## Work to do
Rewrite the rows from the line with "Every instance of the heart-shaped" through the end of the rows, replacing "takes one point" with "receives one point" and leaving everything else unchanged. Return only those rows.

::::

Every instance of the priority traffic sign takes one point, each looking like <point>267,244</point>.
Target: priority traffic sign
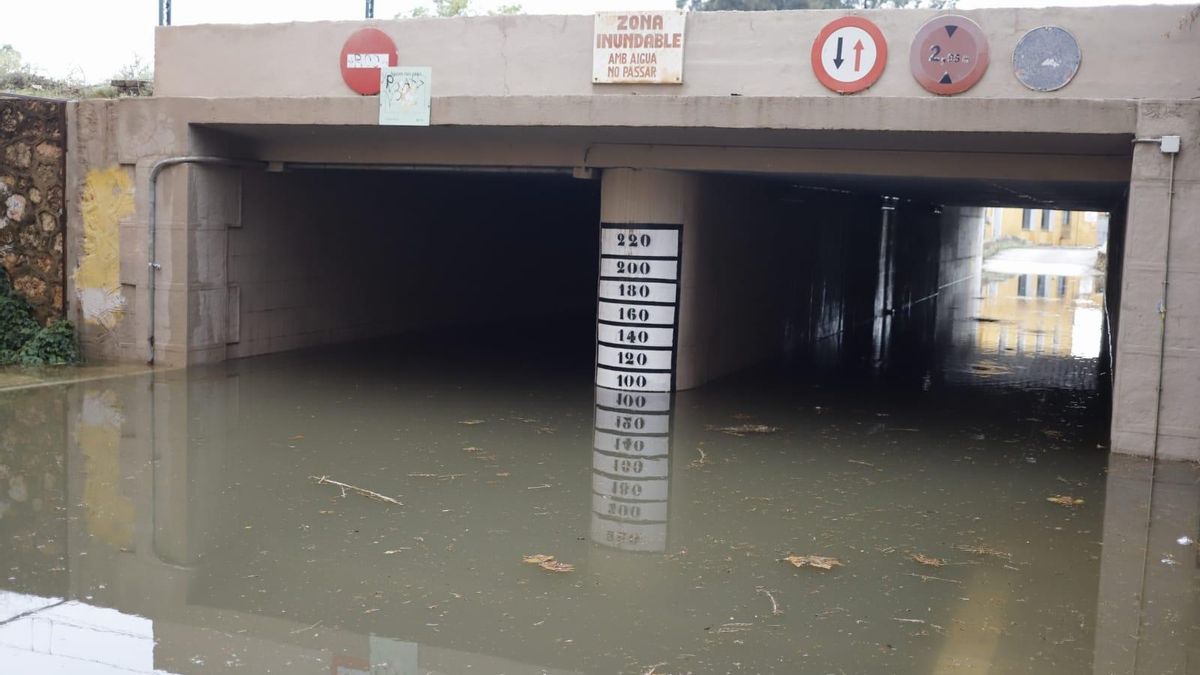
<point>849,54</point>
<point>949,54</point>
<point>364,54</point>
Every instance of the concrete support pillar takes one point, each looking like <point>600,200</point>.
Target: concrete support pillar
<point>642,215</point>
<point>724,285</point>
<point>1158,346</point>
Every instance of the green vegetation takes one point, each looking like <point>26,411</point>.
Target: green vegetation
<point>455,9</point>
<point>23,341</point>
<point>760,5</point>
<point>19,77</point>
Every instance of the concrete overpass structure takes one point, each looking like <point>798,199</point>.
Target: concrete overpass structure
<point>327,226</point>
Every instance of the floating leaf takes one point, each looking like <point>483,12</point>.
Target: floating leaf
<point>819,561</point>
<point>983,550</point>
<point>744,429</point>
<point>555,566</point>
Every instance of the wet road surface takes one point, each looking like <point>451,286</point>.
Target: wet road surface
<point>172,521</point>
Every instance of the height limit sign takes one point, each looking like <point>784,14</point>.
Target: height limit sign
<point>849,54</point>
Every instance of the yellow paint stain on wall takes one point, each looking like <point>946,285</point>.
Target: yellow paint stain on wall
<point>107,198</point>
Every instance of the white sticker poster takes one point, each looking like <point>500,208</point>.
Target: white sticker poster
<point>405,95</point>
<point>639,47</point>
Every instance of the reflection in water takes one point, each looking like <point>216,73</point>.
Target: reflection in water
<point>631,470</point>
<point>175,512</point>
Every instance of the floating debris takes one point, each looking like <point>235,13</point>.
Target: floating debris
<point>983,550</point>
<point>819,561</point>
<point>774,604</point>
<point>744,429</point>
<point>931,578</point>
<point>547,562</point>
<point>355,489</point>
<point>928,560</point>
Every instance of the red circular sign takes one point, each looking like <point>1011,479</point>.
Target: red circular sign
<point>949,54</point>
<point>363,55</point>
<point>849,54</point>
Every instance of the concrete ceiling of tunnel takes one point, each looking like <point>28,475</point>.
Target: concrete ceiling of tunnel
<point>1055,195</point>
<point>1089,144</point>
<point>1085,171</point>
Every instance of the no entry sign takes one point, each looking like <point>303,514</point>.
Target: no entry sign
<point>949,54</point>
<point>849,54</point>
<point>364,54</point>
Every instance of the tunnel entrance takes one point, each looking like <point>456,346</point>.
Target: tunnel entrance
<point>479,261</point>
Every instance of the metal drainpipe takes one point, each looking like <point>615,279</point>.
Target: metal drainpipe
<point>154,219</point>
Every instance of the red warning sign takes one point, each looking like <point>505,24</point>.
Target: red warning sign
<point>365,52</point>
<point>849,54</point>
<point>949,54</point>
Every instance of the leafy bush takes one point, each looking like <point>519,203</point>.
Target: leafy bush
<point>23,341</point>
<point>53,345</point>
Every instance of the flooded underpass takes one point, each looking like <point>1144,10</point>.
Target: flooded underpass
<point>241,517</point>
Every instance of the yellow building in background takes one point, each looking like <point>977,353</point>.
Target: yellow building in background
<point>1042,314</point>
<point>1047,227</point>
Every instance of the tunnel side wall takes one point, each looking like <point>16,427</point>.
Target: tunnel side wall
<point>735,264</point>
<point>1158,348</point>
<point>339,256</point>
<point>960,267</point>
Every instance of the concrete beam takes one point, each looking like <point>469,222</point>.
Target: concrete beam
<point>1128,53</point>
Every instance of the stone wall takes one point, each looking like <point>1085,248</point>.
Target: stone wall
<point>33,138</point>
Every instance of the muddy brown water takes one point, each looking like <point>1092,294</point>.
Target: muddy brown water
<point>169,521</point>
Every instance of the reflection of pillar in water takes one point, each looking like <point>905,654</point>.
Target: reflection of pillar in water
<point>630,470</point>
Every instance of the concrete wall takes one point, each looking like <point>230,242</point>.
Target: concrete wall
<point>1158,352</point>
<point>33,142</point>
<point>960,266</point>
<point>733,296</point>
<point>336,256</point>
<point>1128,53</point>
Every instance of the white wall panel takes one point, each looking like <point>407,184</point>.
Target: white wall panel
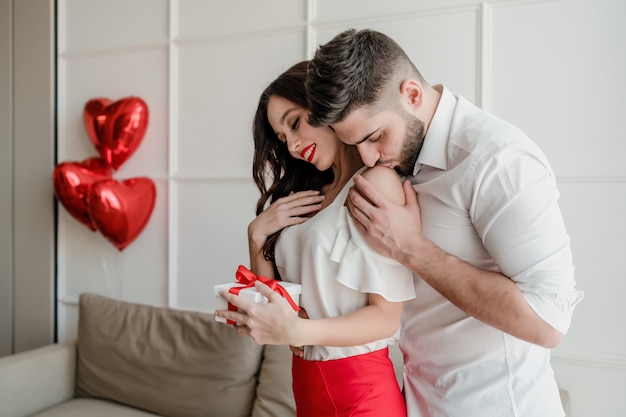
<point>219,84</point>
<point>211,242</point>
<point>115,76</point>
<point>558,75</point>
<point>594,212</point>
<point>594,390</point>
<point>331,10</point>
<point>201,18</point>
<point>86,26</point>
<point>451,60</point>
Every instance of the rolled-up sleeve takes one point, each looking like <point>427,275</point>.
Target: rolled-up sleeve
<point>522,227</point>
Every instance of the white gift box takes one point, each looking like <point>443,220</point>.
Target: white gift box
<point>251,294</point>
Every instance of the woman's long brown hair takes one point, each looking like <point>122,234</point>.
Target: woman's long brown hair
<point>275,172</point>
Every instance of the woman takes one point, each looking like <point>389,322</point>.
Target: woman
<point>352,295</point>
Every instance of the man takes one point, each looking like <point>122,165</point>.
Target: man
<point>484,235</point>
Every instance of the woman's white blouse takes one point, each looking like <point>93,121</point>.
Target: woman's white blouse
<point>337,270</point>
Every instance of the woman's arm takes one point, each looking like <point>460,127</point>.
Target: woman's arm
<point>276,323</point>
<point>284,212</point>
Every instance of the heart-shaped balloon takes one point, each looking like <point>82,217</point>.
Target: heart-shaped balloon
<point>121,210</point>
<point>72,180</point>
<point>116,128</point>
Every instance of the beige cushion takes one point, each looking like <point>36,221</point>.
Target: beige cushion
<point>170,362</point>
<point>274,392</point>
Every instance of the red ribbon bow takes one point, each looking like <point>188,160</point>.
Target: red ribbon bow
<point>247,277</point>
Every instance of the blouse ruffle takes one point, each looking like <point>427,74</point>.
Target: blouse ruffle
<point>363,269</point>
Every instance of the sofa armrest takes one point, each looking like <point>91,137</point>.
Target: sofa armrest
<point>34,380</point>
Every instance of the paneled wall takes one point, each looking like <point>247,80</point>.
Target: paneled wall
<point>552,67</point>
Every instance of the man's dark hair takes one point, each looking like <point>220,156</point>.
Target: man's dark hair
<point>354,69</point>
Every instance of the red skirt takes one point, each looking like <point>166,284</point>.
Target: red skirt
<point>363,385</point>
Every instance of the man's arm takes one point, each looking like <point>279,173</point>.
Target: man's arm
<point>488,296</point>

::::

## Exercise answer
Every instance of the heart-shaped balloon receives one point, each looking like <point>82,217</point>.
Target: heart-shaped balloon
<point>121,210</point>
<point>72,180</point>
<point>116,128</point>
Every instance of the beige cushion receives one point, each looking like <point>36,221</point>.
Target: beige cushion
<point>170,362</point>
<point>274,392</point>
Every instance of the red ribbon bow receives one point, each looking like <point>188,160</point>.
Target: red ribbon bow
<point>247,277</point>
Every instance of the blouse ruffle receives one point, each looking like <point>427,74</point>.
Target: blouse ruffle
<point>363,269</point>
Every instance of the sofa armrest receives one point, each looking like <point>91,137</point>.
Target: sofa armrest
<point>34,380</point>
Every instance of the paneled wall receives one point, each looking like <point>247,80</point>.
Target: paneled wall
<point>552,67</point>
Every instance of the man's dark hair receives one point, each looking like <point>220,156</point>.
Target: man's dark hair
<point>354,69</point>
Every instance of the red skirt receives one point, each looking like <point>166,284</point>.
Target: red skirt
<point>363,385</point>
Every instance of the man's arm receives one point, each looking like <point>279,173</point>.
Target: man's arm
<point>488,296</point>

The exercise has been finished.